---------- Records provided ----------

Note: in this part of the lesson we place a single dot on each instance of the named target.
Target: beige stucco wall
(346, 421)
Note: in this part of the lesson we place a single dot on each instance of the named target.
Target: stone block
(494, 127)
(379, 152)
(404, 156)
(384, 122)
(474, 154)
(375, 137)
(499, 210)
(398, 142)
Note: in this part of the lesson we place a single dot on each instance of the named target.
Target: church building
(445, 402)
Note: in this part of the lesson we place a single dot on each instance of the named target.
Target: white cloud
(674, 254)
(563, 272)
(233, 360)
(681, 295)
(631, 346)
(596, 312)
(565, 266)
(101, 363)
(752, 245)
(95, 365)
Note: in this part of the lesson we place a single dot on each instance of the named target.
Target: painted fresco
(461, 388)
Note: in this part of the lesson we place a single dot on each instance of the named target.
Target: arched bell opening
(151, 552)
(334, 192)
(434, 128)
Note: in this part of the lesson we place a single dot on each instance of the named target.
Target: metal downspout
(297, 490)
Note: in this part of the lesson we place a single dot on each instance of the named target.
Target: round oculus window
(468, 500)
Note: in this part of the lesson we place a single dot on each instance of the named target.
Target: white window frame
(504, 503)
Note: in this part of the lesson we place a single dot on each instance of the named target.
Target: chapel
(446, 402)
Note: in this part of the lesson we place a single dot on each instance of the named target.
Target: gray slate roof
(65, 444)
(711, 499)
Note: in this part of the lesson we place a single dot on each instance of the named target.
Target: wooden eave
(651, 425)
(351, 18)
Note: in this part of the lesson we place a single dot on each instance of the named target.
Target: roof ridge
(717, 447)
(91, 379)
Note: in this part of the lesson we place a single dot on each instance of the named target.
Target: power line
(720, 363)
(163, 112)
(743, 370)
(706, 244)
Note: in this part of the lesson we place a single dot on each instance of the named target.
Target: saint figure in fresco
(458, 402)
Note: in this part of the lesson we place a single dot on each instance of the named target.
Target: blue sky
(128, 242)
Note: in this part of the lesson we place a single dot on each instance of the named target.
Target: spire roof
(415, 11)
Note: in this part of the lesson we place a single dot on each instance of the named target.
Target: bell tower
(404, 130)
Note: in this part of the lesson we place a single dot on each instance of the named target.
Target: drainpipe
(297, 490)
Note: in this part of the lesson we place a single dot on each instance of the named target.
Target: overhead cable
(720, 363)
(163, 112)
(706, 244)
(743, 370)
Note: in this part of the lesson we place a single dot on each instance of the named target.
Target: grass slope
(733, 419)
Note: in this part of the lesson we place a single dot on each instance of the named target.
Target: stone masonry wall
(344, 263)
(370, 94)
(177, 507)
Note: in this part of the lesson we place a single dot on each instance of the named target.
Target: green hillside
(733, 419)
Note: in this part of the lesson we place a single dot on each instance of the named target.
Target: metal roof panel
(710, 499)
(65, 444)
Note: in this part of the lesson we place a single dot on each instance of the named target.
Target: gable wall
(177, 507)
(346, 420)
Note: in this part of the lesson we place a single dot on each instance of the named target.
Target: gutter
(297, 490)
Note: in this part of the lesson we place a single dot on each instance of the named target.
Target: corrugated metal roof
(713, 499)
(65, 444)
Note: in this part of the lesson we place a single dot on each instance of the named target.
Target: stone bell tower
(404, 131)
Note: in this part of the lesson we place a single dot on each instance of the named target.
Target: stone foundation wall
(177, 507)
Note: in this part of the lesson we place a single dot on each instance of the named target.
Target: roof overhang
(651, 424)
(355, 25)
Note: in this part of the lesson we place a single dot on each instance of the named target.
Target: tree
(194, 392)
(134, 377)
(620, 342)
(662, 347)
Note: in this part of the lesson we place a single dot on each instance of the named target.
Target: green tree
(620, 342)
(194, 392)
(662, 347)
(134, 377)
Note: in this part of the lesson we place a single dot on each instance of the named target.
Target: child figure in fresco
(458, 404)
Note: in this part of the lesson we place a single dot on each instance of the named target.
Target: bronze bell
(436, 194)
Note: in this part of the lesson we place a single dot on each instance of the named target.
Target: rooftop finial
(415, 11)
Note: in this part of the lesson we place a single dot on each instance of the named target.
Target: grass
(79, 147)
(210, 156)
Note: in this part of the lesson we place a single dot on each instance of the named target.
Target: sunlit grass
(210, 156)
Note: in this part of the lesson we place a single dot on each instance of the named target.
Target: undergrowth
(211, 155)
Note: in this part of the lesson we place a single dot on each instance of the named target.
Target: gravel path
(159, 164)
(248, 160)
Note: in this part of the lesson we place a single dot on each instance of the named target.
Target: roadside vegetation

----------

▶ What needs to be done:
Recopy all the lines exactly as they appear.

▶ Result:
Note: in this part of the lesson we place a single dot on each instance of the named target.
Target: beige stucco wall
(346, 421)
Note: in this part of the lesson we place a single dot on each instance of the named target.
Target: stone block
(494, 127)
(379, 152)
(404, 156)
(384, 122)
(474, 154)
(375, 137)
(499, 210)
(398, 142)
Note: in this part of the lesson we place a single dot on each instance of the named target.
Target: church building
(445, 402)
Note: in this part of the lesson we place a single dot on each instance of the named target.
Target: white cloud
(674, 254)
(563, 272)
(233, 360)
(681, 295)
(631, 346)
(596, 312)
(565, 266)
(101, 363)
(752, 245)
(95, 365)
Note: in this part of the lesson we place a single dot on each instance of the named target.
Target: painted fresco
(461, 388)
Note: in this part of the lesson we place a single dot on each instance of the named target.
Target: arched bell opening
(151, 552)
(334, 192)
(434, 128)
Note: in this part of the lesson we place a single dot on each instance of the named target.
Target: metal downspout
(297, 490)
Note: in this part of the lesson we place a single dot on each instance of the named target.
Target: round oculus window
(468, 500)
Note: in this part of the lesson we place a single dot on each instance of the named target.
Target: white window frame
(504, 503)
Note: in this part of the lesson we place a single dot on each instance of the named target.
Target: chapel
(446, 402)
Note: in this part of the lesson we place a single dot on each instance of the named target.
Target: gray slate roof
(65, 444)
(711, 499)
Note: in this part of the lesson we place a single dot on each instance of the named target.
Target: wooden eave
(651, 425)
(351, 18)
Note: in this part of the lesson we place a single dot on each instance of the named target.
Target: roof ridge
(717, 447)
(91, 379)
Note: in this part of the lesson we place a single dot on each instance of the named target.
Target: power line
(720, 363)
(163, 112)
(743, 370)
(706, 244)
Note: in this part of the lesson we place a single dot on each instance of the named target.
Target: saint figure in fresco
(458, 402)
Note: in this part of the lesson we place a single dot on each instance of the named target.
Target: blue sky
(128, 242)
Note: in this part of the lesson we place a single dot on each instance of the named target.
Target: spire roof
(415, 11)
Note: in this part of the lesson we place a single dot on each instance of the named target.
Target: bell tower
(404, 130)
Note: in this part of the lesson we place a single dot on each instance of the named target.
Target: drainpipe
(297, 490)
Note: in this part of the lesson we place a single dot on each instance of the named target.
Target: overhead cable
(720, 363)
(163, 112)
(706, 244)
(743, 370)
Note: in this part of the lesson we place a single dot on each instance of the named target.
Target: grass slope
(733, 419)
Note: in this part of the lesson we place a single dot on each instance of the named target.
Target: stone masonry wall
(344, 263)
(370, 94)
(177, 507)
Note: in this part of the lesson we place a single dot on each instance of the named target.
Target: green hillside
(733, 419)
Note: in this part of the lesson we place a single dot on each instance of the named target.
Target: metal roof panel
(710, 499)
(65, 444)
Note: in this part of the lesson we place a single dot on each instance of the named target.
Target: gable wall
(177, 507)
(346, 420)
Note: in this part of the lesson we place a single dot on each instance of the named target.
Target: gutter
(297, 490)
Note: in this part of the lesson we place a single dot on each instance of the named target.
Target: corrugated metal roof
(713, 499)
(65, 444)
Note: in this part of the lesson we place a single dot on each instance of the named target.
Target: stone bell tower
(404, 131)
Note: in this part of the lesson we place a single dot on each instance of the named target.
Target: stone foundation wall
(177, 507)
Note: in this part of the lesson we place a single dot on each instance of the named target.
Target: roof overhang
(651, 424)
(355, 25)
Note: in this part of the lesson we place a single dot on each instance of the named target.
Target: tree
(194, 392)
(134, 377)
(620, 342)
(662, 347)
Note: in this part of the lesson we place a single dot on each instance of the named target.
Target: green tree
(620, 342)
(194, 392)
(662, 347)
(134, 377)
Note: in this part of the lesson we place a single dot on each instance of the named target.
Target: child figure in fresco
(458, 404)
Note: in this part of the lesson we place a single dot on each instance of the named target.
Target: bronze bell
(436, 194)
Note: in this part of the lesson we place a single dot on each instance of the named target.
Target: rooftop finial
(415, 11)
Note: in this part of the lesson we place a single dot on each instance of the named target.
Target: grass
(79, 147)
(210, 156)
Note: in this part of the lesson we place a single dot on each instance of the named target.
Target: sunlit grass
(210, 156)
Note: in this part of the lesson we place a single dot on each instance of the named target.
Target: undergrowth
(211, 155)
Note: in this part of the lesson we place a single dot on each instance of the named target.
Target: gravel path
(159, 164)
(248, 160)
Note: in this part of the lesson we place a single dot on each instance of the named target.
Target: roadside vegetation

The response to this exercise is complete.